• _Your goal_
An exact transcription of the data below, complete and unaltered, is the expected answer.

---- Records to process

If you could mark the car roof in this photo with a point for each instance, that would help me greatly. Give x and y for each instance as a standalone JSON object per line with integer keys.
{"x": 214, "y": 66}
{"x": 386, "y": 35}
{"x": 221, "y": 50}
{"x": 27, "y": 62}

--------

• _Answer for this exercise_
If you could mark the car roof in this photo with a point for each instance, that would help me greatly. Give x and y for each instance as a standalone JSON object per line with integer keys.
{"x": 214, "y": 66}
{"x": 386, "y": 35}
{"x": 221, "y": 50}
{"x": 27, "y": 62}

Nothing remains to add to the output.